# Server soll Zugriff auf Java Programm ermöglichen



## jason (23. Nov 2006)

Hallo,

kann mir jemand sagen wie ich z.B. ein Programm u.java in den TCPServer einlesen kann, so dass ich über den Client das Programm aufrufen kann?


import java.net.*;
import java.io.*;

public class TCPServer {
  public static void main (String args[]) {
    try{
      System.out.println("Der Server ist gestartet");
	  int serverPort = 7896;
	  ServerSocket listenSocket = new ServerSocket (serverPort);
	  while(true) {
	    Socket clientSocket = listenSocket.accept();
	    System. out.println("Neue Verbindung");
	    Connection c = new Connection(clientSocket);
	  }
    } catch( IOException e) {System.out.println(" Listen :"+ e.getMessage());}
  }// main
}//class


class Connection extends Thread {

  DataOutputStream out = new DataOutputStream();
  DataInputStream in = new DataInputStream();
  Socket clientSocket;

  public Connection (Socket aClientSocket) {
    try {
      clientSocket = aClientSocket;
      out = new DataOutputStream(clientSocket.getOutputStream());
      in = new DataInputStream(clientSocket.getInputStream());     
      this.start();
    } catch( IOException e) {System. out. println(" Connection:"+ e.getMessage());}
  }

  public void run(){
    try {
      String data = in.readUTF ();
	  out.writeUTF(data);

	  System.out.println("Weitergeleitet: " + data);	  
	  clientSocket.close();
    } catch( EOFException e) {System.out.println(" EOF:"+ e.getMessage());
    } catch( IOException e) {System.out.println(" IO:"+ e.getMessage());}
  }
}


----------



## SlaterB (23. Nov 2006)

zunächst mal die java-Datei ganz normal übertragen und auf dem Server speichern,
ist dazu eine Frage oder dieser Teil klar?

dann kompilieren und ausführen,
kompilieren mit javac als Runtime-Aufruf oder wenn tools.jar eingebungen ist, dann gehts vielleicht auch direkt,

ausführen wiederum über Runtime oder mittels Reflection die main-Operation der neuen Klasse finden und aufrufen,

wenn diese beiden Teile noch nicht klar sind, dann solltest du sie auf jeden Fall erstmal lokal ausprobieren,
nicht übers Netzwerk versuchen..


----------



## jason (23. Nov 2006)

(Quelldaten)
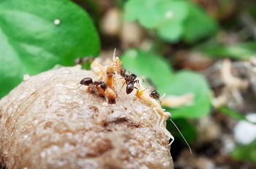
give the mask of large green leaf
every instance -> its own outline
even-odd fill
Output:
[[[129,0],[124,20],[154,28],[165,41],[194,43],[213,35],[217,23],[198,5],[180,0]]]
[[[209,43],[198,46],[195,50],[212,58],[228,57],[233,59],[244,60],[256,55],[256,42],[248,42],[229,46]]]
[[[194,103],[179,109],[167,108],[172,118],[200,118],[210,112],[211,95],[206,80],[199,74],[189,71],[180,71],[176,74],[170,87],[165,87],[167,95],[182,95],[192,93]]]
[[[211,90],[203,76],[192,71],[174,74],[168,63],[159,56],[138,50],[127,51],[121,58],[124,68],[149,78],[160,94],[195,95],[193,104],[178,109],[166,108],[172,118],[200,118],[210,112]]]
[[[167,79],[173,76],[167,61],[152,53],[132,49],[121,55],[121,60],[125,68],[142,77],[149,78],[158,89],[165,87]]]
[[[0,98],[23,74],[36,74],[56,64],[72,66],[78,57],[97,56],[99,47],[91,19],[69,1],[1,0]]]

#### [Aufgaben]
1/ Gib den Abschnitt des Textauszugs von „## SlaterB (23.“ bis „übers Netzwerk versuchen..“ wieder und tausche dabei „Runtime“ gegen „ProcessBuilder“ aus.
2/ Welche Klassen werden im Code des Textauszugs mit „new“ instanziiert?

#### [Lösungen]
1/
## SlaterB (23. Nov 2006)

zunächst mal die java-Datei ganz normal übertragen und auf dem Server speichern,
ist dazu eine Frage oder dieser Teil klar?

dann kompilieren und ausführen,
kompilieren mit javac als ProcessBuilder-Aufruf oder wenn tools.jar eingebungen ist, dann gehts vielleicht auch direkt,

ausführen wiederum über ProcessBuilder oder mittels Reflection die main-Operation der neuen Klasse finden und aufrufen,

wenn diese beiden Teile noch nicht klar sind, dann solltest du sie auf jeden Fall erstmal lokal ausprobieren,
nicht übers Netzwerk versuchen..

2/ ServerSocket, Connection, DataOutputStream, DataInputStream